Online Health Chat with Todd Coy, DMD
Wednesday, November 8, 2017
Cleveland Clinic’s Section of Dentistry treats routine dental patients daily, but also handles more complex medical and dental issues. Cleveland Clinic dentists employ the latest techniques and most advanced technologies to solve complex oral and dental problems. More important than the latest technology, however, is the firm belief that the team approach to solving problems provides superior results.
Despite improvements in dental care, millions of Americans suffer tooth loss – mostly due to tooth decay, periodontitis (gum disease) or injury. For many years, the only treatment options available for people with missing teeth were bridges and dentures. But today, dental implants are available.
About the Speaker
Todd Coy, DMD received his dental degree from Case Western Reserve University School of Dental Medicine and completed a general practice residency at Cleveland Clinic. He joined the staff in 2006, served as program director for the general practice residency until 2013 and now serves as section head of dentistry. Dr. Coy provides general restorative dental care, and has special interests in dental care for medically complex patients, treatment of traumatic dental injuries and sleep apnea. He maintains membership in professional societies including the American Association of Hospital Dentists, American Dental Association, Greater Cleveland Dental Society and the Academy of Dental Sleep Medicine.
Let’s Chat About Dental Implants
heartline: What brand of dental implants do you use? Also, what is the cost of each for the implant, restoration, extraction fee (if needed), cone beam X-ray and consultation?
Todd_Coy,_DMD.: Although there are many quality manufacturers of dental implants, we typically use Straumann implants. The cost can vary depending on individual needs, but typically falls between $3000 and $5000 for a single tooth replacement. The line item costs would have to be addressed by our business office.

• _PROBLEM TO WORK ON_: Continue the online chat about dental implants from its last line.

• _INFORMATION SHOWN_:
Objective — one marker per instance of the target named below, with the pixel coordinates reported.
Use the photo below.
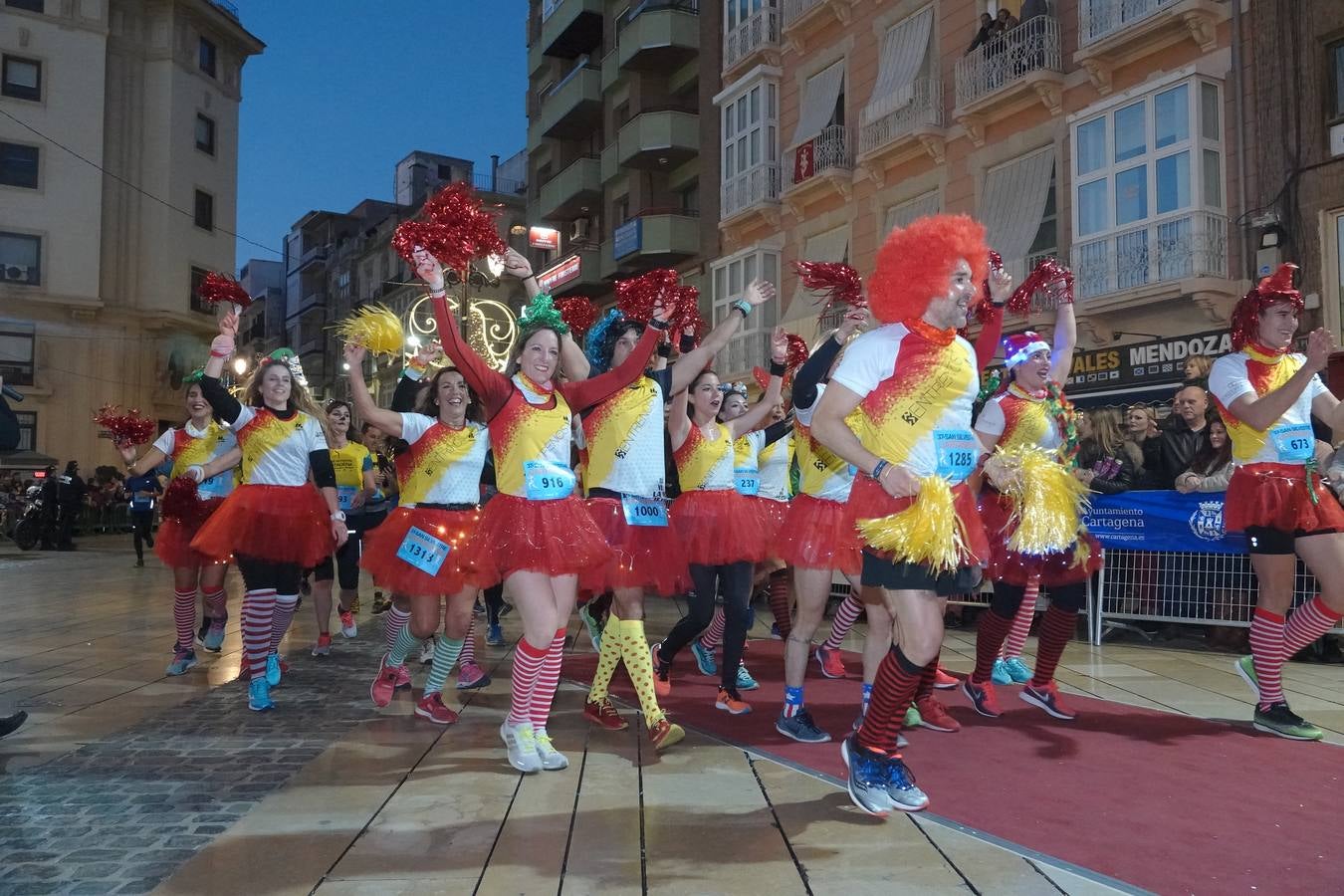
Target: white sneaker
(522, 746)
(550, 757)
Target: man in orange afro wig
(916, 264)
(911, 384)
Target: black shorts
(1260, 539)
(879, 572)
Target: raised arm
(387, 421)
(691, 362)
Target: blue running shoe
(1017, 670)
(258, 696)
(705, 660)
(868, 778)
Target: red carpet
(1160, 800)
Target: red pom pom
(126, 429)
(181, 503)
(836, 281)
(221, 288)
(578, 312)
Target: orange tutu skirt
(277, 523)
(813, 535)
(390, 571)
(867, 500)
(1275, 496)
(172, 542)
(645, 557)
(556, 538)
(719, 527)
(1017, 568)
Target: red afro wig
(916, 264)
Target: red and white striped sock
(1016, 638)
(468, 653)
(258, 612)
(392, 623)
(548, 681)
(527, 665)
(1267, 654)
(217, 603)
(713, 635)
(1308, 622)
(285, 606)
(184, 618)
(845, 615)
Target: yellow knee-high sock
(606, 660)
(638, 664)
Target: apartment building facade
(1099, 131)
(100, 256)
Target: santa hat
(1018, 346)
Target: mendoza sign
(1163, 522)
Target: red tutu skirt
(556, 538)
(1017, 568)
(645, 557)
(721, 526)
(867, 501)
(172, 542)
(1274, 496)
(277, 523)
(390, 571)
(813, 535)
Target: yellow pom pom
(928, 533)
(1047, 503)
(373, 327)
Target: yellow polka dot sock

• _WRITTEN ANSWER_:
bsims: Hello. I already have two dental implants, and I am very pleased with my medical provider. The process from pulling a tooth to placing the implant, healing cap, abutment then crown is a long process due to healing. I see advertisements for implants in a day. How can this be? Am I missing something? Thanks.
Todd_Coy,_DMD.: In the case of a single tooth replacement, certain clinical situations can be suitable for implant placement immediately at the time of tooth extraction. Several patient-specific factors need to be considered to determine whether that is a possibility. Having all remaining teeth extracted and replaced in a day is possible and often means that several implants are placed in positions in which they can be immediately stable and able to support the new teeth. Typically, this is a temporary prosthesis that would be replaced with a more definitive one once the implants complete the healing phase.
bettys: What are the pros and cons of using a custom abutment versus a stock?
Todd_Coy,_DMD.: Custom abutments are often a necessary choice due to angulation and spacing. This allows a dentist to have more control over the final shape and position of the implant crown. Stock abutments are generally less costly and work very well when crown positioning is straightforward.
nance: Dear Doctor, I am an 86-year-old woman. I am healthy and have all of my teeth. I had my first and only root canal in July on the back lower molar number 31. However, my dentist would not place a crown on the tooth because it remained sensitive to pressure after a healing time of more than three months. My dentist has sent me back to the endodontist who is doing a second root canal in a week on this same tooth. I have been told if this doesn't work, I must have the tooth extracted. My question is: Am I a good candidate for an implant, even at my age? I'd hate to have the bone loss and sunken-in face if the tooth is not replaced. I have a pacemaker, so I also need to know if the titanium screw would interfere with the pacer. Thank you so much for answering my questions.
Todd_Coy,_DMD.: Thanks for your question. Your age should not prevent you from considering an implant. Our clinic has successfully placed implants in patients into their 90s. You should make your provider aware of the pacemaker, but I would not expect there to be any interaction with the implant.
libertysass: I take Fosamax and am now in the process of getting a dental implant. I’ve had the tooth extracted and am waiting for healing prior to implant placement. Is there anything I should know about osteonecrosis, implants and Fosamax before I finalize this procedure?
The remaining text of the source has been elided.